> **What the exercise asks**
Your task is to filter the data below down to the lines holding "ledge".

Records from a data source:
★ ★ ★ ★
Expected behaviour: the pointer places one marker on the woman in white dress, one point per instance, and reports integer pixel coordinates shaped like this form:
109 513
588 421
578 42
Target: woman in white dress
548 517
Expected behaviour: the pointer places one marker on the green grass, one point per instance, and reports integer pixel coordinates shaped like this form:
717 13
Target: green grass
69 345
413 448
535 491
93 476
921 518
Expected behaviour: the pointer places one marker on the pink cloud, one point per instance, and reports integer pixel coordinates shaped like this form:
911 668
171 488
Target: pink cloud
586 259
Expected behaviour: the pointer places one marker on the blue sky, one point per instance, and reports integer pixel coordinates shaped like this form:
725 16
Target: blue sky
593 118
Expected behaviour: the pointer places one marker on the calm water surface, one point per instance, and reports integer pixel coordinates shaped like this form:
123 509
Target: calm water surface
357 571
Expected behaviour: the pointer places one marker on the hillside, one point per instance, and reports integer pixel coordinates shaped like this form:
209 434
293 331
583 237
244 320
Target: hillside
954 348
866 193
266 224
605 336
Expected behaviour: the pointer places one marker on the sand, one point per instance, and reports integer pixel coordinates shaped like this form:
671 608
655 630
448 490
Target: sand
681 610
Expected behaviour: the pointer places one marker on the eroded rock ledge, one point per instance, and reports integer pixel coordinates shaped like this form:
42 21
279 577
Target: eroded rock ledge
★ ★ ★ ★
> **Solution to the problem**
Expected behaviour: the pointer places one marker on the eroded rock ledge, one point per instance, and reports integer pixel coordinates shaped like this form:
Target: eroded rock ledge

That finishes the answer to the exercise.